» Dataset entries:

+===+

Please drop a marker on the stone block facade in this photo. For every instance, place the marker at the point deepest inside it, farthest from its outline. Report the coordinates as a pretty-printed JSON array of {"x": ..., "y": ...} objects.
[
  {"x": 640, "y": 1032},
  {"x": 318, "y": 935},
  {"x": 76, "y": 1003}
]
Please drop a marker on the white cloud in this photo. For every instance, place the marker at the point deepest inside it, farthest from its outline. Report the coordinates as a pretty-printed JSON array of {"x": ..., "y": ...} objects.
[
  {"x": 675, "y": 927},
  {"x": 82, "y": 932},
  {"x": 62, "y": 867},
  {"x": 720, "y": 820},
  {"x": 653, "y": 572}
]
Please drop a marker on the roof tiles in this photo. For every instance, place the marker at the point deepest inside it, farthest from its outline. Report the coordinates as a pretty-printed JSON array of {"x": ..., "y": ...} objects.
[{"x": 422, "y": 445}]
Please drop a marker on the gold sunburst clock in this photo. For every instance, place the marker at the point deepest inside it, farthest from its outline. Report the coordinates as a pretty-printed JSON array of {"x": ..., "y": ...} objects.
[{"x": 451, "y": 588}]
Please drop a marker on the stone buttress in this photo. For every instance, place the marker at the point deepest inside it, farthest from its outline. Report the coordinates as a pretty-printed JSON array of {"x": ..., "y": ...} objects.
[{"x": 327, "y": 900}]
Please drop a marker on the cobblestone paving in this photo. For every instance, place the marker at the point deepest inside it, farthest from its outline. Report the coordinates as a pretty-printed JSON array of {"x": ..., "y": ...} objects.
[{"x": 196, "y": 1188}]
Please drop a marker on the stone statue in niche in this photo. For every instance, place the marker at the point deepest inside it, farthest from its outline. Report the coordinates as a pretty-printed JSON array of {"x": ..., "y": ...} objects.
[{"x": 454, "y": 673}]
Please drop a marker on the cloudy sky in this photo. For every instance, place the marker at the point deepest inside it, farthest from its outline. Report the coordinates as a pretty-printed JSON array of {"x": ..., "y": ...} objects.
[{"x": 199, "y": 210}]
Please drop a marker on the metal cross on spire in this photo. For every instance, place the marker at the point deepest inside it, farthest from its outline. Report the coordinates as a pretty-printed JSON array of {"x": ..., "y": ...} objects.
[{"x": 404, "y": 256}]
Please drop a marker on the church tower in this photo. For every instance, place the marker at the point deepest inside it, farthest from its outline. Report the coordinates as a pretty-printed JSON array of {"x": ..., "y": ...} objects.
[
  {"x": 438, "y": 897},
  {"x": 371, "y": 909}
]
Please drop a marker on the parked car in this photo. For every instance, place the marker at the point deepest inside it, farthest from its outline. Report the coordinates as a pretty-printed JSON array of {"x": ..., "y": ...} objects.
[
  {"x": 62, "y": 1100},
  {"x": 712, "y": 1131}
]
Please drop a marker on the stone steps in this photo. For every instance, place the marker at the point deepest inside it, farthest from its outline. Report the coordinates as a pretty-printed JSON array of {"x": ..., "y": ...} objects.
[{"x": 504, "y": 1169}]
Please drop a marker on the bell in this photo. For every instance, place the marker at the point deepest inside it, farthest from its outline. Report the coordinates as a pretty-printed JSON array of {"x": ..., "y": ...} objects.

+===+

» What you should do:
Produce an exact copy of each line from the one holding "Please drop a marker on the parked" through the last line of the records, both included, and nothing more.

» Task answer:
Please drop a marker on the parked car in this photo. For every instance, place the marker at the point deepest inside it, farthest from its outline. Report the coordinates as a pretty-printed JSON array of {"x": ..., "y": ...} objects.
[
  {"x": 62, "y": 1100},
  {"x": 712, "y": 1131}
]
Please drop a marker on the stone steps in this photo. For every instance, place the marker at the point deepest inside it, farthest from its outline. Report the coordinates as a pretty-printed JSON array of {"x": ..., "y": ...} objects.
[{"x": 504, "y": 1169}]
Please drop a marker on the bell in this photo. For every instance, place the marker at the point deepest inside it, farthest from its outline. Report the coordinates as a pretty-printed JSON array of {"x": ..., "y": ...} objects.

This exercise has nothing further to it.